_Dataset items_
______________________________
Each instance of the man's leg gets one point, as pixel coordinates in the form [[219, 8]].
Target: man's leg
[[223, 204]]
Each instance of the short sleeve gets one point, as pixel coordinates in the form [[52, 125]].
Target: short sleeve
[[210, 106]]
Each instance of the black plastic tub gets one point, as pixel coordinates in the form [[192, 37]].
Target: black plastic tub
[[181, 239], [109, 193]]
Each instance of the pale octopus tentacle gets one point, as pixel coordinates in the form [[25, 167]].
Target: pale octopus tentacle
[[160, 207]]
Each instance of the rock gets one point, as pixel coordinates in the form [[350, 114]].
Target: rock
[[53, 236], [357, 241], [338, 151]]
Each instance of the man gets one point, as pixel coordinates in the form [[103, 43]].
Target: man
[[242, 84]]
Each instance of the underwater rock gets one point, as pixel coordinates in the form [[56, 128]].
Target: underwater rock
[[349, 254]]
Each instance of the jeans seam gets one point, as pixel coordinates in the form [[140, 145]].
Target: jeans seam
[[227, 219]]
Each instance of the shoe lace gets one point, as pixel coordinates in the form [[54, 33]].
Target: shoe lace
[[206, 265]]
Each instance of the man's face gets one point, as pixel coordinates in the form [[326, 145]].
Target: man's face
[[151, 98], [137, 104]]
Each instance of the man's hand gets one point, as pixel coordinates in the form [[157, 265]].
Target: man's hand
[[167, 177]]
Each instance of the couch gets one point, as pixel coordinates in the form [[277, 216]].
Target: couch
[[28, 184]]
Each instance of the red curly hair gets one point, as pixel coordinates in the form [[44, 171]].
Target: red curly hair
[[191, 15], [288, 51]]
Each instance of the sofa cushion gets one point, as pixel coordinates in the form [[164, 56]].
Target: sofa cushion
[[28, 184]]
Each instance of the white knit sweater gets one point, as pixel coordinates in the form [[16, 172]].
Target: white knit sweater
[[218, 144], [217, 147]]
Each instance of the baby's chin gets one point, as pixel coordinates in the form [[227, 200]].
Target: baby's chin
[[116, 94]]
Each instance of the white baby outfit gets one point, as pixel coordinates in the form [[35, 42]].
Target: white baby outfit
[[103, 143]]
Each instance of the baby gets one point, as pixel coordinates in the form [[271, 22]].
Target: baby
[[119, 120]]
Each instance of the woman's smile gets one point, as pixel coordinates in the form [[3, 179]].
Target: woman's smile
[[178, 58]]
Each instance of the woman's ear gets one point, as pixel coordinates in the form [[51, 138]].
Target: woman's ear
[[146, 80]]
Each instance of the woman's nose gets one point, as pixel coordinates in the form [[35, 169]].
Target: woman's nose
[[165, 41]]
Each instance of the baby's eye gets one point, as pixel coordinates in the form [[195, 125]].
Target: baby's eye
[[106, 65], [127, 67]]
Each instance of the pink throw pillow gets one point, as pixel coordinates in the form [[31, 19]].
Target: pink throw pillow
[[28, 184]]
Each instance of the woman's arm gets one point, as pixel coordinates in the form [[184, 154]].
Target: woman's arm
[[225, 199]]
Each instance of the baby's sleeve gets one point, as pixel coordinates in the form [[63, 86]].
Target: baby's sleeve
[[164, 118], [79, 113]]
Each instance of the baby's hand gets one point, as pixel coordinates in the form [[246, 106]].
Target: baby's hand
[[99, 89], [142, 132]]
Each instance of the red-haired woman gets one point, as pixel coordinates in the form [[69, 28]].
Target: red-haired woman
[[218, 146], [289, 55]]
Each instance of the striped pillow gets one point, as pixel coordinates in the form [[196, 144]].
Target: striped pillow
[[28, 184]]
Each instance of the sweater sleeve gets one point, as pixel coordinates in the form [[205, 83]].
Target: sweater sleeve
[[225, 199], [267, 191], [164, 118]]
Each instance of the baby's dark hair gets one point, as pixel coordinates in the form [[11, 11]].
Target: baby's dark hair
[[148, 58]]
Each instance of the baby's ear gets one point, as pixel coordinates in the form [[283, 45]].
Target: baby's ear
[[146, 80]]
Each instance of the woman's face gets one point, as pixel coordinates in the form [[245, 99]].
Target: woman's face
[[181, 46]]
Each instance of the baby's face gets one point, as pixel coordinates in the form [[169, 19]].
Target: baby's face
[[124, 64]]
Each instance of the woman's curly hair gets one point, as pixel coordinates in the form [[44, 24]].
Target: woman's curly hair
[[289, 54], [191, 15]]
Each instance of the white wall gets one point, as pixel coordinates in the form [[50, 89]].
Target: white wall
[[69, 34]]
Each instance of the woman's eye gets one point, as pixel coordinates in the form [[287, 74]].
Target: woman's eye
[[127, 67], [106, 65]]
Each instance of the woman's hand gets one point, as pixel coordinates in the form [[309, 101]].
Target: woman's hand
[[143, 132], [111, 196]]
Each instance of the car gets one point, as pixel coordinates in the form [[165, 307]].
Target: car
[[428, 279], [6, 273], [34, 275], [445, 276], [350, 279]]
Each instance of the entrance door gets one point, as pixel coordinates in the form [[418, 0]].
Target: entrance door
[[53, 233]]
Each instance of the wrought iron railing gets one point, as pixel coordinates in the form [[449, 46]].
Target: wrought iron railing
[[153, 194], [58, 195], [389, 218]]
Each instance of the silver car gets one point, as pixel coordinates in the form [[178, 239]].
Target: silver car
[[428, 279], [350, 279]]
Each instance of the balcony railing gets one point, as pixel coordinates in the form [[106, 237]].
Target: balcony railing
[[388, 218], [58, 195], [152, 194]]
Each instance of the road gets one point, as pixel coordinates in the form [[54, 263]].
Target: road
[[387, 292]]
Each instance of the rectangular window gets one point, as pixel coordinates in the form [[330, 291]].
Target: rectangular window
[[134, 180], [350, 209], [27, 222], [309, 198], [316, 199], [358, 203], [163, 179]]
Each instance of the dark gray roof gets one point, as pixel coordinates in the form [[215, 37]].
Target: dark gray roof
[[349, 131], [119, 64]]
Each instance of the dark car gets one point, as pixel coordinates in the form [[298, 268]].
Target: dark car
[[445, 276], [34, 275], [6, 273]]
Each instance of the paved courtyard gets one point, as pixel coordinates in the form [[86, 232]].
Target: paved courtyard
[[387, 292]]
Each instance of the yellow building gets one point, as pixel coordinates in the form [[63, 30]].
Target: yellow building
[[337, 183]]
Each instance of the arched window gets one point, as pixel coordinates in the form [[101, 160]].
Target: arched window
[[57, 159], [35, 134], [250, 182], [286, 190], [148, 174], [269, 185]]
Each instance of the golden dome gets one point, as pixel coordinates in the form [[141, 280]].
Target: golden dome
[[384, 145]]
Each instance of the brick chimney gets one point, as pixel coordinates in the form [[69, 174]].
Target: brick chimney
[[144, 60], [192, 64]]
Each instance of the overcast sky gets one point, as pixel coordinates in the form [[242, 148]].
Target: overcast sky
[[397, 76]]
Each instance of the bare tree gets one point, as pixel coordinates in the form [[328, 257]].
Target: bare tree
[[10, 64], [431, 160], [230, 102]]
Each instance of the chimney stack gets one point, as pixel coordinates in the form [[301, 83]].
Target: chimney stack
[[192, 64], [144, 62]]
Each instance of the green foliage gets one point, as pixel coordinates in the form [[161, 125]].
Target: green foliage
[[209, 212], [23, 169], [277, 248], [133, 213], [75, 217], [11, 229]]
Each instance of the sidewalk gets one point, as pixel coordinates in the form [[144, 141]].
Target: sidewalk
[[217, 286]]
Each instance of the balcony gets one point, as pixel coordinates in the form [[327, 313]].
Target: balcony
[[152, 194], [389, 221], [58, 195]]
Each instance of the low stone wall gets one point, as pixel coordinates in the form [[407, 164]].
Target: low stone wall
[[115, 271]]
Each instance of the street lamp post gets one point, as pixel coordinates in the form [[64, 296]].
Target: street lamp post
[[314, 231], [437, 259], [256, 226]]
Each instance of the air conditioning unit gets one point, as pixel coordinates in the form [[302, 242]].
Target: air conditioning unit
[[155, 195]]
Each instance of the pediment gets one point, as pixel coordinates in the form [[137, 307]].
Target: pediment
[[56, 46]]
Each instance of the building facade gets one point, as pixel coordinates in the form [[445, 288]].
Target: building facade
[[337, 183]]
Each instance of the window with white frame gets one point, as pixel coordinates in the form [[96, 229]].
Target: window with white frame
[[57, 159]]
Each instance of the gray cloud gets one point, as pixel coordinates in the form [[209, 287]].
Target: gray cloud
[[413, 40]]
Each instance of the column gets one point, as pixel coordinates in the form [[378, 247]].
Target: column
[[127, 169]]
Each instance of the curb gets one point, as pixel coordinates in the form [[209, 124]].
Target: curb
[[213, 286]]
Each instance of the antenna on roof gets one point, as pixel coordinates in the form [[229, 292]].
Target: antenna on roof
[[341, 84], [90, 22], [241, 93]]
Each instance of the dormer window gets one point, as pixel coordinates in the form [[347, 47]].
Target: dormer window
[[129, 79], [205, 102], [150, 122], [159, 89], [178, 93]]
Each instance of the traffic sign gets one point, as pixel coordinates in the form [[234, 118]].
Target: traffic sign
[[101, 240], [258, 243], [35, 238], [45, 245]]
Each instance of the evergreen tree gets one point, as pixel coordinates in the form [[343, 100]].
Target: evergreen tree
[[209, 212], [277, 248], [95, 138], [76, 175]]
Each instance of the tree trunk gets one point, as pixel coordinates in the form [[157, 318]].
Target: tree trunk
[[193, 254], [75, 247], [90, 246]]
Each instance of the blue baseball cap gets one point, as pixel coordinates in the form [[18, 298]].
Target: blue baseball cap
______________________________
_Required work_
With the line that has "Each instance of the sofa" as the first and the line that has "Each instance of the striped" as the last, repeat exactly that run of lines above and no more.

_Task response_
Each instance of the sofa cushion gets one point, as pixel coordinates in the form [[164, 56]].
Target: sofa cushion
[[28, 184]]
Each instance of the white knit sweater gets one point, as pixel coordinates in the form [[16, 172]].
Target: white knit sweater
[[218, 144], [217, 147]]
Each instance of the baby's chin gets one point, as pixel coordinates in the form [[227, 200]].
Target: baby's chin
[[116, 94]]
Each instance of the white baby outfit gets one point, as pixel coordinates in the form [[35, 42]].
Target: white baby outfit
[[103, 143]]
Each instance of the baby gets one point, as pixel coordinates in the form [[271, 22]].
Target: baby
[[119, 120]]
Each instance of the woman's smile gets one point, as pixel coordinates in the form [[3, 179]].
Target: woman's smile
[[178, 58]]
Each instance of the woman's ear gets one point, as pixel coordinates in the form [[51, 138]].
Target: woman's ear
[[146, 80]]
Each instance of the woman's nose gets one point, as pixel coordinates in the form [[35, 169]].
Target: woman's nose
[[165, 41]]
Each instance of the baby's eye gets one point, as pixel coordinates in the form [[195, 125]].
Target: baby's eye
[[106, 65], [127, 67]]
Each instance of the pink throw pillow gets one point, as pixel coordinates in the form [[31, 19]].
Target: pink throw pillow
[[28, 184]]
Each instance of the woman's arm gets one point, as pixel coordinates in the form [[184, 154]].
Target: woman's arm
[[225, 199]]
Each instance of the baby's sleeve gets one point, as pixel coordinates in the form [[63, 86]].
Target: baby's sleeve
[[164, 118], [79, 113]]
Each instance of the baby's hand gets one point, as pixel coordinates in the form [[246, 106]].
Target: baby's hand
[[99, 89], [142, 132]]
Each instance of the red-haired woman gets one point, as pixel coordinates in the form [[69, 28]].
Target: red-haired woman
[[218, 146], [289, 55]]
Each instance of the striped pillow gets one point, as pixel coordinates in the form [[196, 144]].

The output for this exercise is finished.